**Text passage:**
________________________________________
In other times and in other cultures these bedroom visitations would be interpreted as encounters with “ghosts,” “witches,” “vampires” or “incubi.” Our technological culture, however, interprets these same experiences as “alien abductions.” Drawing upon imagery derived from pop culture science fiction or UFO literature, these creatures of the night are transformed from supernatural beings into extraterrestrials during episodes of SP augmented by hypnogogic or hypnopompic dream imagery. Oddly, some UFO researchers have reversed this trend. In her 1998 book How to Defend Yourself Against Alien Abduction, respected ufologist Ann Druffel theorizes that these bedroom visitations are caused by jinns, spirit beings in Islamic folklore thought to be creatures that are intermediate between men and angels.
Given the above, it’s easy to distinguish between bedroom visitant/SP/OBE “alien” encounters and the original abduction paradigm of events that take place during a waking state of consciousness, frequently have multiple witnesses and sometimes leave corroborating evidence. There is, however, another connection between these two disparate types of experiences. The trauma of alien encounters have been known to produce sleep disorders in abductees. In the Hill case, for instance, their experiences first surfaced as terrifying nightmares. It appears that abductees can suffer from episodes of SP after having undergone non-bedroom type close encounters as part of what researchers call “Post-Abduction Syndrome.” Abductee “Steven Kilburn,” who had first experienced an automobile abduction, later underwent bedroom visitations that were probably inspired by his initial abduction. Jim Weiner, one of the “Allagash Four,” also seems to have developed SP as a result of his alien encounter. SP alien visitations and non-bedroom abductions do not appear to be mutually exclusive.
________________________________________
**Entries shown:**
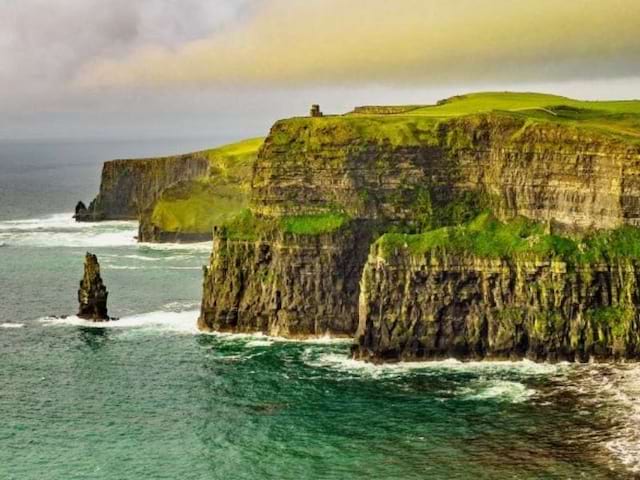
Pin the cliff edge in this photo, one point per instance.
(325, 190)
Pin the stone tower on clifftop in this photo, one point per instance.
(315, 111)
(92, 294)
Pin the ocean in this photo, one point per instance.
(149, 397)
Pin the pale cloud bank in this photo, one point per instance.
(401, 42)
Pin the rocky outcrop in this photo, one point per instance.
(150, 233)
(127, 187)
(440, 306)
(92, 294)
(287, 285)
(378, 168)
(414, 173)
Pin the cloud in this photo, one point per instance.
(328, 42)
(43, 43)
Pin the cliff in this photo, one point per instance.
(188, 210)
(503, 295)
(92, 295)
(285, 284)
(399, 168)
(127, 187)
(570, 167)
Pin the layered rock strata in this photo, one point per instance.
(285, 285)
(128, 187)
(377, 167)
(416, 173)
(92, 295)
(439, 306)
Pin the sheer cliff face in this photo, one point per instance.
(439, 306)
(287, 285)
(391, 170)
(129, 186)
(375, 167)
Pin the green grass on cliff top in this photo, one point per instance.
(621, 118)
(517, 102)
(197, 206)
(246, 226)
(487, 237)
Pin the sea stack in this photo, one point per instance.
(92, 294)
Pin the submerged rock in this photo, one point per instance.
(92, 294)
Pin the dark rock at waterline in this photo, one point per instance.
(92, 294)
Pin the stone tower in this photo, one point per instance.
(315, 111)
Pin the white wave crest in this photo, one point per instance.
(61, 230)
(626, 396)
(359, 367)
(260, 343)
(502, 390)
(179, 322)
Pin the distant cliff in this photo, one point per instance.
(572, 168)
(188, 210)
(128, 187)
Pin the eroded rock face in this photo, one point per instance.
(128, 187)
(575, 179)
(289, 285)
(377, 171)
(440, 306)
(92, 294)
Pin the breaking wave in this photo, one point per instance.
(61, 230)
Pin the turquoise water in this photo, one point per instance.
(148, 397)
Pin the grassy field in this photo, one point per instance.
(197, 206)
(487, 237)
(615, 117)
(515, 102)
________________________________________
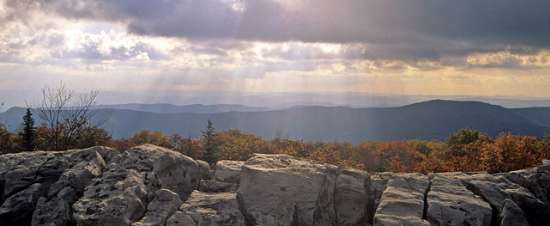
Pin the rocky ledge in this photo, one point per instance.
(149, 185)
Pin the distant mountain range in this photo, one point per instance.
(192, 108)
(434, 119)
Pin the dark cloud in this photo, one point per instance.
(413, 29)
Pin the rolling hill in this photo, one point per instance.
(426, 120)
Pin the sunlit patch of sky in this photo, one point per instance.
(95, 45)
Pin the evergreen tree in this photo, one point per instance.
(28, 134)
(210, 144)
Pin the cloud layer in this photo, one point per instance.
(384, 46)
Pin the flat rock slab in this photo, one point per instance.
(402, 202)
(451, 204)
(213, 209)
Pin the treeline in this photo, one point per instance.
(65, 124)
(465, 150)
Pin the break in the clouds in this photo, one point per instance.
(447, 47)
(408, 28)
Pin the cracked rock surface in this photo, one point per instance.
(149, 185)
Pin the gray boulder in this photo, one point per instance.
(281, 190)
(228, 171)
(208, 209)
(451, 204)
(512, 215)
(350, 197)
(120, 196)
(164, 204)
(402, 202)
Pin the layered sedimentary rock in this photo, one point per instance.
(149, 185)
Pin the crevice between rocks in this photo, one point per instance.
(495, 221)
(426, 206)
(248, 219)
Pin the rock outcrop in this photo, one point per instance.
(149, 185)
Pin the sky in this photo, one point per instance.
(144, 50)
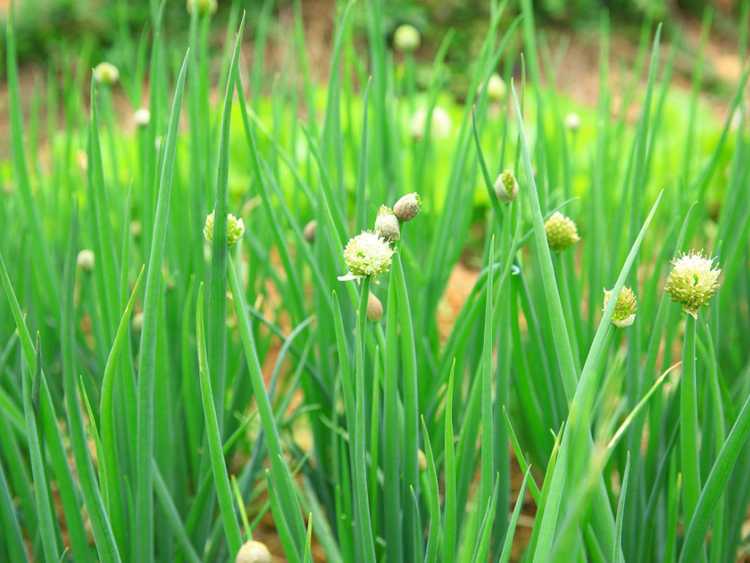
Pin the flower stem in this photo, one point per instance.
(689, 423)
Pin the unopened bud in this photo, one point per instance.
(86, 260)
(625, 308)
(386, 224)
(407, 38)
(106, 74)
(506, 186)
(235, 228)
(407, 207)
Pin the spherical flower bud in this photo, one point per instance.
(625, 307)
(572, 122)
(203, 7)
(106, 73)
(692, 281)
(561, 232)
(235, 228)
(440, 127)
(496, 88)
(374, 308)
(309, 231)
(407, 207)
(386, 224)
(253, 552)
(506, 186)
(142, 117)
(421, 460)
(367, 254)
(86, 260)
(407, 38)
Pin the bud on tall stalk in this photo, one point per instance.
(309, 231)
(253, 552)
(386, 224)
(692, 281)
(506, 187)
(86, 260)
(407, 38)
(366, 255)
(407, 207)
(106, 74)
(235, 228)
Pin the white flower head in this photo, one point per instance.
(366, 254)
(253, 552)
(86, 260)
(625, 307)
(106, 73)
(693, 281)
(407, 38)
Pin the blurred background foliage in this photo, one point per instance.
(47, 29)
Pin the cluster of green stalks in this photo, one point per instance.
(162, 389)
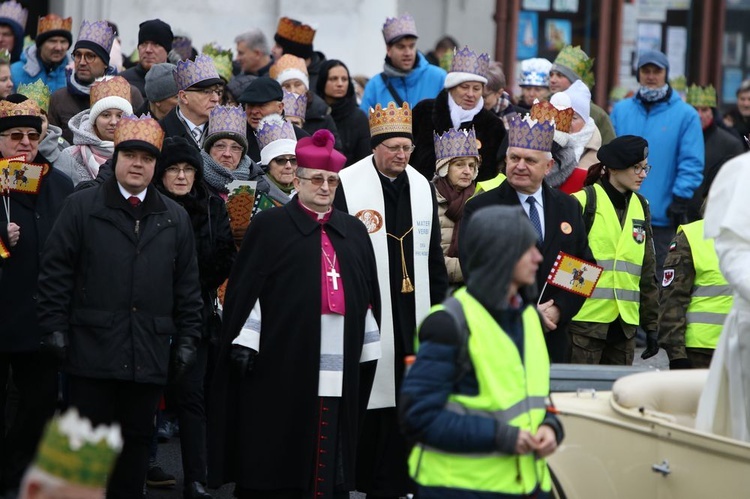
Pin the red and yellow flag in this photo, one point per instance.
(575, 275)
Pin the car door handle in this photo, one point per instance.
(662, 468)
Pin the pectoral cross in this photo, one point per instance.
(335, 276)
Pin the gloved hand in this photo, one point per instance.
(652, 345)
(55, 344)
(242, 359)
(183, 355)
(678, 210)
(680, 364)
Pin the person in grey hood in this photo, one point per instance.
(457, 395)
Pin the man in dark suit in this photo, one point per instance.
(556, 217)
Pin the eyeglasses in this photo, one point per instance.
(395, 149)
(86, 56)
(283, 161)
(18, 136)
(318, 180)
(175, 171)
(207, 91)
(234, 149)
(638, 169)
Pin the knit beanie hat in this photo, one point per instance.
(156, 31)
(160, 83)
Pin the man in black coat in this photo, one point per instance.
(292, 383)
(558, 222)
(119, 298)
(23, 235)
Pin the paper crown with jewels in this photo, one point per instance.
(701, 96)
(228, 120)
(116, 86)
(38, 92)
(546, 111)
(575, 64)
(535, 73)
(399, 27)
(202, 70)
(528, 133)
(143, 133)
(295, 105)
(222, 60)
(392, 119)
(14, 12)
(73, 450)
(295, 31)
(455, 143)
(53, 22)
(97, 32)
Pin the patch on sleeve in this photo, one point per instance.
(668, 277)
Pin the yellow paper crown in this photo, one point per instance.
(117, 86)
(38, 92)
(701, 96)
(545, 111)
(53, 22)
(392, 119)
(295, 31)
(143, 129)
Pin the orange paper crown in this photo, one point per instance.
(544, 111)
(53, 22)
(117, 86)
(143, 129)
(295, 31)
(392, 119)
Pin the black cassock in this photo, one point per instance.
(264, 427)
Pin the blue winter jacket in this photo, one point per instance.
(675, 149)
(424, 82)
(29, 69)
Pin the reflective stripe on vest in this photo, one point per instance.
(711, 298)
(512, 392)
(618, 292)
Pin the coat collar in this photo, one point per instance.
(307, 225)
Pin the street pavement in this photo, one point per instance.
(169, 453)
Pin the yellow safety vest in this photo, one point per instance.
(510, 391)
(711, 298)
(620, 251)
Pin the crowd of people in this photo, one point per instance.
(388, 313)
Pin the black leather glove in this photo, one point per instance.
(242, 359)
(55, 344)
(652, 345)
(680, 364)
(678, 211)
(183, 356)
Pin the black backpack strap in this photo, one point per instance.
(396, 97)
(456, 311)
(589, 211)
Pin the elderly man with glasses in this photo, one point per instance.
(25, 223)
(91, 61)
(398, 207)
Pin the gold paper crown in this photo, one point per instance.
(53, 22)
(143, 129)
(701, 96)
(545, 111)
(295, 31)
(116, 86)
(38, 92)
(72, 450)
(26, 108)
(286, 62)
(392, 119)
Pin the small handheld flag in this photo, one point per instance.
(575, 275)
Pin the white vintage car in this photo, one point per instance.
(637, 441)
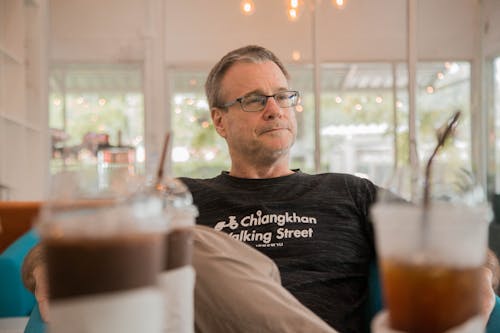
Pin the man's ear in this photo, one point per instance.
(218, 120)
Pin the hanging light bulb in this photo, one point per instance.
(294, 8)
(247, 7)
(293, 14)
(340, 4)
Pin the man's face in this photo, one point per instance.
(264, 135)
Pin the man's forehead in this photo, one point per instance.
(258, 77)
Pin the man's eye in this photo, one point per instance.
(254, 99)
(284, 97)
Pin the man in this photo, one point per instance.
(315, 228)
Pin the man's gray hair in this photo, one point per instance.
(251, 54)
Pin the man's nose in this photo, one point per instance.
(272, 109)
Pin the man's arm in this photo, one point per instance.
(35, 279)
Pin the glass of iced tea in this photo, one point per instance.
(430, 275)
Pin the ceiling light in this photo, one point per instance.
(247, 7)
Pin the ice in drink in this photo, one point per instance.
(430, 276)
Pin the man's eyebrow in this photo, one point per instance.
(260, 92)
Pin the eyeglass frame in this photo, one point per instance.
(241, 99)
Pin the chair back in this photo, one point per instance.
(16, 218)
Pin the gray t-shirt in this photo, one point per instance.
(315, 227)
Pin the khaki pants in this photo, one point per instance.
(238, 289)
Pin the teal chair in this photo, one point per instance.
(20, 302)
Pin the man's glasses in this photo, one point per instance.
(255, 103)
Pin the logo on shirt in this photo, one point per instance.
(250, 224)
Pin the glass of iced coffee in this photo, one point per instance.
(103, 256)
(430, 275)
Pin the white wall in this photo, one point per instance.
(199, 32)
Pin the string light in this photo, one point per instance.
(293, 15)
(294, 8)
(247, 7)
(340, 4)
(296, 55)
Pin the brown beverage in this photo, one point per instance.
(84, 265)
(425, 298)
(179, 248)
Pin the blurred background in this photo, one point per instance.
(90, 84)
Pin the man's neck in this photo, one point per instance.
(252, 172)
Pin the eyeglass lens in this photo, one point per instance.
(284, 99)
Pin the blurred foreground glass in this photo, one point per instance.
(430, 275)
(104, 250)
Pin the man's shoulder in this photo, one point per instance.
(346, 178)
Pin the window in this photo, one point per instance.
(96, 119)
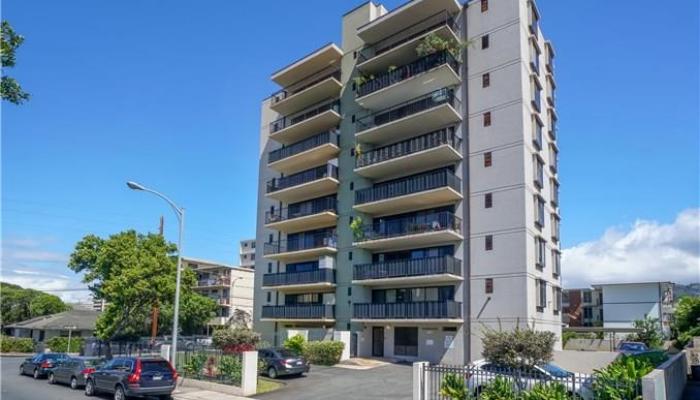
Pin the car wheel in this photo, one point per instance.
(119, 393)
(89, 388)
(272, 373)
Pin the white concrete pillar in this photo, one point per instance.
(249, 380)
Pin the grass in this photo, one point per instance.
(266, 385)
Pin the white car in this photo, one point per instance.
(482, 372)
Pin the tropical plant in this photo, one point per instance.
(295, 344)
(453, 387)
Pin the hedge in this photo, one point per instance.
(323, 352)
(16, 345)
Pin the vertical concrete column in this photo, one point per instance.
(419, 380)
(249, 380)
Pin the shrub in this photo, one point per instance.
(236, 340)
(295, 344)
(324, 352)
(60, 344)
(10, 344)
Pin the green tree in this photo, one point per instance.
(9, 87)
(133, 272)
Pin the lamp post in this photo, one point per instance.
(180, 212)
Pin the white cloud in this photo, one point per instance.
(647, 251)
________________________________________
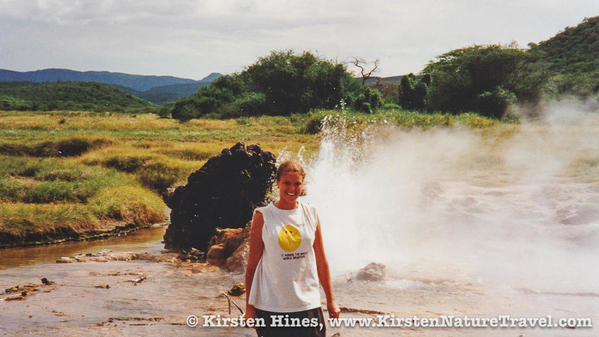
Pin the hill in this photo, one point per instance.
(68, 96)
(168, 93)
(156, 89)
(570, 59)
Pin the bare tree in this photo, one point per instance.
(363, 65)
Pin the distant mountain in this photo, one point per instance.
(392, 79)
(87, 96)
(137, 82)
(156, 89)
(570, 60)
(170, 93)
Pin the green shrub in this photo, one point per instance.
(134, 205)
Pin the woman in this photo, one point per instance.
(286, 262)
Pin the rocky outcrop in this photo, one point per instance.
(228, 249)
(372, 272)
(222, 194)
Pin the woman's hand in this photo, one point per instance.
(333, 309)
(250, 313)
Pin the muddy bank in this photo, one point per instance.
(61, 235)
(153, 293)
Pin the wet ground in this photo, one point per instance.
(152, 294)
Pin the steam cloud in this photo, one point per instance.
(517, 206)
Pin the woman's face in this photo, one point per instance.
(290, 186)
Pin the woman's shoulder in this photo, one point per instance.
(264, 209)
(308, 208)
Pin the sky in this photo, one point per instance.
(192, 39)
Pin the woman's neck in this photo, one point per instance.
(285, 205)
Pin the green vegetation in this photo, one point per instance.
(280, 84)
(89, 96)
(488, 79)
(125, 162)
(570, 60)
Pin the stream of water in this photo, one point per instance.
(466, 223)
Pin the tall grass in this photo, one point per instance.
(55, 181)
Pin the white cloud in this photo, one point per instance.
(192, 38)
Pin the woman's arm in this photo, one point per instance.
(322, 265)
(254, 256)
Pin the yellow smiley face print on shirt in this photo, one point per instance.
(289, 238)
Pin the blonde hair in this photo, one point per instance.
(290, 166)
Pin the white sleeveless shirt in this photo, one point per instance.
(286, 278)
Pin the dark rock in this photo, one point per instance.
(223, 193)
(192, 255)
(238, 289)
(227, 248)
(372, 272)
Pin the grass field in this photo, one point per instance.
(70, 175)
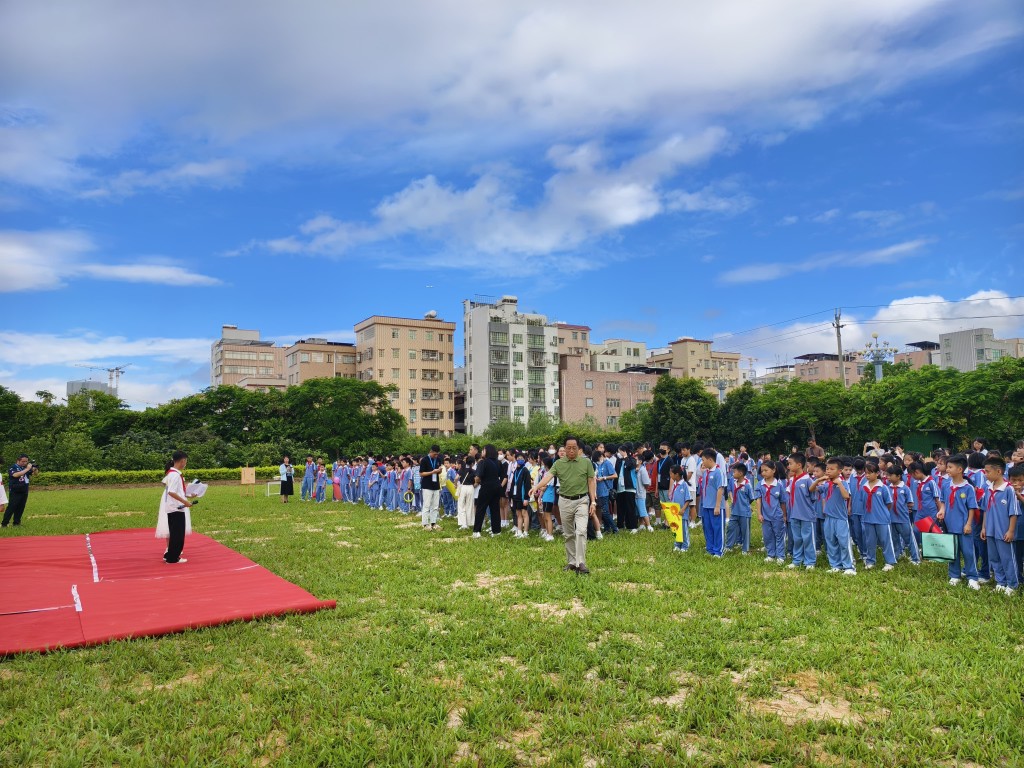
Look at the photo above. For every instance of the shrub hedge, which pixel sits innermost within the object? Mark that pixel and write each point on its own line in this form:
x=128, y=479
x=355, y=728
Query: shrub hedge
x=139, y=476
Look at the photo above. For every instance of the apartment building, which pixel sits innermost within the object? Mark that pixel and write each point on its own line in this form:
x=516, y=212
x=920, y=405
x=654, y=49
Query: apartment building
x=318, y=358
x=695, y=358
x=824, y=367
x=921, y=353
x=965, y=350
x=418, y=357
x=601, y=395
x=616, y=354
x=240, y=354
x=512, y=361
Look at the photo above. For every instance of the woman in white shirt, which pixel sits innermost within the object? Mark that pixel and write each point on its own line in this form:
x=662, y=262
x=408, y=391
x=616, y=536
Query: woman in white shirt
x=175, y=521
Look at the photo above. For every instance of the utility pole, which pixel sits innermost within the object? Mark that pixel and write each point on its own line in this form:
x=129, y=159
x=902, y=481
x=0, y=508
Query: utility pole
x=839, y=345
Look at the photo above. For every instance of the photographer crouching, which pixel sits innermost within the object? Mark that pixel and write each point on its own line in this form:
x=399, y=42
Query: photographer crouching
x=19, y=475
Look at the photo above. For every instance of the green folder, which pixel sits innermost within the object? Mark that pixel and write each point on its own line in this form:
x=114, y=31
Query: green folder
________________________________________
**Task goal:** According to the text on bedroom visitations, what does Ann Druffel theorize causes these visitations?

**Expected answer:** Jinns, spirit beings in Islamic folklore thought to be intermediate between men and angels.